__WHAT THE TASK ASKS__. Reproduce verbatim the lines in the entries below, starting at the line that contains "[locate] the striped" and continuing through the final line of the entries, both ends included.

__Point annotation entries__.
┌──
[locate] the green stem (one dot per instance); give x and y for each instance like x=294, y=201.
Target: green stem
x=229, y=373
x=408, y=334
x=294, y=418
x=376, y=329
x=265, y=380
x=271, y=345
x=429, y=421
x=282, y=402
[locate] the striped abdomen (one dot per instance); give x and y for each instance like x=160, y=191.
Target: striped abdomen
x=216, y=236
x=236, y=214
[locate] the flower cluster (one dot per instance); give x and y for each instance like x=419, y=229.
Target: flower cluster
└──
__TASK SOLUTION__.
[locate] the striped abdomen (one dot per instance); give x and y for each instance like x=160, y=191.
Target: striped abdomen
x=216, y=236
x=236, y=214
[locate] the flower cluster (one dot per instance); give x and y for each instance like x=419, y=229.
Target: flower cluster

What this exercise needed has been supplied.